[The problem] Find the line that contains "the deer head". Restate it and each following line exactly, through the end of the records.

[Provided entries]
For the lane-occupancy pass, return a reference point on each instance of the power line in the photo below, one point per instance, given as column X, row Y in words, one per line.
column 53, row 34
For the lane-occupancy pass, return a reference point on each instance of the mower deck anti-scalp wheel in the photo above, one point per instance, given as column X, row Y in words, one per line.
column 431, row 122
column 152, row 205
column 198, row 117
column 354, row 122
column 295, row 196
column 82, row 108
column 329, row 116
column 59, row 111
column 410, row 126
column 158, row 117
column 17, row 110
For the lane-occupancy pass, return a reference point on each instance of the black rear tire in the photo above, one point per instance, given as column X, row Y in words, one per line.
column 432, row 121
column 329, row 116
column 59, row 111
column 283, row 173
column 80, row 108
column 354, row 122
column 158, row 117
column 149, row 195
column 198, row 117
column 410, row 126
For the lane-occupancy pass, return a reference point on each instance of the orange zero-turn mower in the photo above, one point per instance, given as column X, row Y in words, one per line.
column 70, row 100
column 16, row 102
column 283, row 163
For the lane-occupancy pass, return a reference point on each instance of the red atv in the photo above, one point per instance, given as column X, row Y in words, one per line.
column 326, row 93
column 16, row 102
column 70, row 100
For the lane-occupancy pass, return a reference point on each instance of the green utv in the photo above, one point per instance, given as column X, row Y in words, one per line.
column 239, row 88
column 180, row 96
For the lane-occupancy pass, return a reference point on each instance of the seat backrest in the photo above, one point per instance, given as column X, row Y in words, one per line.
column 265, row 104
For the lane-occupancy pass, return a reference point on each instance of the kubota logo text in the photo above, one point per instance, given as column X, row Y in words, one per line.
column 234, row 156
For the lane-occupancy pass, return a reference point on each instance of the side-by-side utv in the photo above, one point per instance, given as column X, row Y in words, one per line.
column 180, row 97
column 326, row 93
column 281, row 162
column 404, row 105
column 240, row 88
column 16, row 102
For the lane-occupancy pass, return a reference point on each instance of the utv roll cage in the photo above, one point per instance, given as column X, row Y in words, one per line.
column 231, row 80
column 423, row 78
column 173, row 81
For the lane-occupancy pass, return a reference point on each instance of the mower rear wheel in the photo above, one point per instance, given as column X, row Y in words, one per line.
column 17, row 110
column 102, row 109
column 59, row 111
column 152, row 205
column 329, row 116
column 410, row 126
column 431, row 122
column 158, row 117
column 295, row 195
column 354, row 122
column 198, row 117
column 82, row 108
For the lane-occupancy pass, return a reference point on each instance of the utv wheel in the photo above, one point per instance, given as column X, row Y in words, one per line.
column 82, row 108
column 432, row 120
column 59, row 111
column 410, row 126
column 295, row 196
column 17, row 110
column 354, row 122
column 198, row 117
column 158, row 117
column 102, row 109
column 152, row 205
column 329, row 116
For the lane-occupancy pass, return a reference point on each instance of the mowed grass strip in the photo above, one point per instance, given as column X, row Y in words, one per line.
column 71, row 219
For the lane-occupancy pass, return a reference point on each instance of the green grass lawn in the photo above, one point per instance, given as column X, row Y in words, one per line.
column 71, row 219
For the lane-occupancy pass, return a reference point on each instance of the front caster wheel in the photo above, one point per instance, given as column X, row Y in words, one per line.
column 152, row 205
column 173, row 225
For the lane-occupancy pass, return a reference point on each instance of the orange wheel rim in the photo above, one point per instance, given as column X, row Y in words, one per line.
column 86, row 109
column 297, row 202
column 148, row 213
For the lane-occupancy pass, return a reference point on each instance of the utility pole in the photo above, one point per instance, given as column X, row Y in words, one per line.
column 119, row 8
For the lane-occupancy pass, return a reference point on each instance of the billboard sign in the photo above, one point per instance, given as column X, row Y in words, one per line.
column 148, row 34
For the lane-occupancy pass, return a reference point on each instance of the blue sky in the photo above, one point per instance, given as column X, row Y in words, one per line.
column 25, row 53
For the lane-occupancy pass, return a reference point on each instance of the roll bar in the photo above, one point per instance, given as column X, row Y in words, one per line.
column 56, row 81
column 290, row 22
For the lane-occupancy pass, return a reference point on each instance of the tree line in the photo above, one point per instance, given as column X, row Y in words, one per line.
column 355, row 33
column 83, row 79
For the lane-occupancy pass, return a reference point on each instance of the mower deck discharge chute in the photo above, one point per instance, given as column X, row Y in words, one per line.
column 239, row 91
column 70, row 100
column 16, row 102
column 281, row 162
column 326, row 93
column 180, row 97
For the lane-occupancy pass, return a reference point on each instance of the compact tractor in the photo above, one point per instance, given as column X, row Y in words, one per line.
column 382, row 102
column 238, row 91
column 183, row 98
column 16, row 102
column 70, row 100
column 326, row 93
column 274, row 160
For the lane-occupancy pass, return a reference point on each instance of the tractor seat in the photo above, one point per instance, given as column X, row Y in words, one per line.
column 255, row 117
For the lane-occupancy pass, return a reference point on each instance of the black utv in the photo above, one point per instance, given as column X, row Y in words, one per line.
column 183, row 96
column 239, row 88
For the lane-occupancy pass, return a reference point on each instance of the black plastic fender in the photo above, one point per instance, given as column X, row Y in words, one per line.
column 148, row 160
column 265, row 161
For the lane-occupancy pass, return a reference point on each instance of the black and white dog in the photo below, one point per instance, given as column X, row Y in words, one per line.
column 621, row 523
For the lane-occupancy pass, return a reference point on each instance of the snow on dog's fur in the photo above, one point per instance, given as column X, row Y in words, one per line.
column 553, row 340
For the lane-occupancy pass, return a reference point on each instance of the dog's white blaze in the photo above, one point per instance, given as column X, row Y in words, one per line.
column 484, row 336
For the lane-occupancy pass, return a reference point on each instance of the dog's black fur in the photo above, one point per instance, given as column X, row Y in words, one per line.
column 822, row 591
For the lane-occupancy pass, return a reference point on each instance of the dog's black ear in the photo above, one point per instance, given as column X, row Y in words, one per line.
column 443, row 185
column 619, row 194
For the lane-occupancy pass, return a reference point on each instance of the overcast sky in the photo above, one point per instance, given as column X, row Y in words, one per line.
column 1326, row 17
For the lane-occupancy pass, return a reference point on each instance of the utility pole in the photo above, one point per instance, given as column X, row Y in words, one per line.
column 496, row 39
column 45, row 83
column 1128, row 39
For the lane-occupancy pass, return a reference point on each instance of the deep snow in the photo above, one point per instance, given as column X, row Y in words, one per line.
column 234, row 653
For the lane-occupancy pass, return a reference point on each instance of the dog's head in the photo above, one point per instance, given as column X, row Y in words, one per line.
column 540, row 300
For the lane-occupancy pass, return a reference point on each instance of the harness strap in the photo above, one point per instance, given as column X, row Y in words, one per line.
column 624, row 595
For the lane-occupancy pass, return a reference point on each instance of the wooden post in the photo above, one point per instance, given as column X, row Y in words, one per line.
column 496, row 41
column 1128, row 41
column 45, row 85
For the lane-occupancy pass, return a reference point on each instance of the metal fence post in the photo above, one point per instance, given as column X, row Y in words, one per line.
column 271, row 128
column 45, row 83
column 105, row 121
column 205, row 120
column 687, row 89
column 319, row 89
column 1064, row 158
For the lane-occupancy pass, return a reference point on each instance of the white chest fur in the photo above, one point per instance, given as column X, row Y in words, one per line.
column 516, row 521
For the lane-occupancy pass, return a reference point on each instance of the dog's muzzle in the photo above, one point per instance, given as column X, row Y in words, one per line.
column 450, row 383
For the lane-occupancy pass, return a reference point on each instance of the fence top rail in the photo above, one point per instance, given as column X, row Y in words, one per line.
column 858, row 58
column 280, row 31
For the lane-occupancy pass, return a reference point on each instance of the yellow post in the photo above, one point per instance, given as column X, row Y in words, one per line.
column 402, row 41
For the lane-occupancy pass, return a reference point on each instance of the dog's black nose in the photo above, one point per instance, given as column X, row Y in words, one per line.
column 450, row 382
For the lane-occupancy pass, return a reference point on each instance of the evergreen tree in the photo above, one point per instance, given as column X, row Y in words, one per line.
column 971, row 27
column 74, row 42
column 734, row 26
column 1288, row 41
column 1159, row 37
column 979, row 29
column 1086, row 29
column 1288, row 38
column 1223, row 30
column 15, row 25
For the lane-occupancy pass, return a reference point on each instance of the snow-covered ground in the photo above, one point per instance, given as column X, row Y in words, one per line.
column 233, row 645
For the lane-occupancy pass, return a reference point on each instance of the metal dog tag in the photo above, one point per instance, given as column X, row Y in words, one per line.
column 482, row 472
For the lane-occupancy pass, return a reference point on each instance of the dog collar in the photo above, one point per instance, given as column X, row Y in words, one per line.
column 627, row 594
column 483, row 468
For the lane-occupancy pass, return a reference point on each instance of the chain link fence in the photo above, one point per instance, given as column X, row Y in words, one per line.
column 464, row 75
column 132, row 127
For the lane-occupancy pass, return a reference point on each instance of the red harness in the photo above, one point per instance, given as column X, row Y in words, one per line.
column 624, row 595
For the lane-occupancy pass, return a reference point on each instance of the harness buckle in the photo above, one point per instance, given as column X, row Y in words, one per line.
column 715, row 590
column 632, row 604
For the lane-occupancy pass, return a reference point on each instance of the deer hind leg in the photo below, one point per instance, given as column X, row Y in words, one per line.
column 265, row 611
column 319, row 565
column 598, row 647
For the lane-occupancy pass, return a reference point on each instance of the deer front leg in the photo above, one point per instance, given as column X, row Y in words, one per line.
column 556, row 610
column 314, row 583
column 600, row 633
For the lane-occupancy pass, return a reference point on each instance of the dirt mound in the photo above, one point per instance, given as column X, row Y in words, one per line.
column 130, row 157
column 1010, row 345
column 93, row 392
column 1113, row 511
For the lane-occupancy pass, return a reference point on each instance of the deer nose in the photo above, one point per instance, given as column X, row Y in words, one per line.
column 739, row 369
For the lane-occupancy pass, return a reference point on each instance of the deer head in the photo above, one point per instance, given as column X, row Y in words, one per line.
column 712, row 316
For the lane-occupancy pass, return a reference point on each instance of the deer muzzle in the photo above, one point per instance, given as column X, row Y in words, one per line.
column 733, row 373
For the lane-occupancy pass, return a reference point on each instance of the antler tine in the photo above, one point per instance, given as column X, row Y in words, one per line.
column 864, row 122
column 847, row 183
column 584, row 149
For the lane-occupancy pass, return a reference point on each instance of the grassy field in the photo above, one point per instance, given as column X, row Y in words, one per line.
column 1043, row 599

[Solution]
For the lane-occupancy pass, return a reference point on each instance of the deer head in the photo above, one point per instance, given as column X, row Y in words, one per line.
column 712, row 316
For the lane-occupancy pass, return a reference point on each instance of the deer muzzle in the photo above, one point per instance, given as column X, row Y in words, one per line.
column 733, row 373
For the lane-occupancy pass, return a reference point on each instance of the antler tine in the photo above, one point per instance, given as column X, row Y in words, one per line.
column 864, row 122
column 847, row 183
column 584, row 149
For the lane-occupancy pass, return a reference point on each instance of the grassy field in the photo above, one point per instance, given as column X, row Y in words, one per line.
column 1043, row 599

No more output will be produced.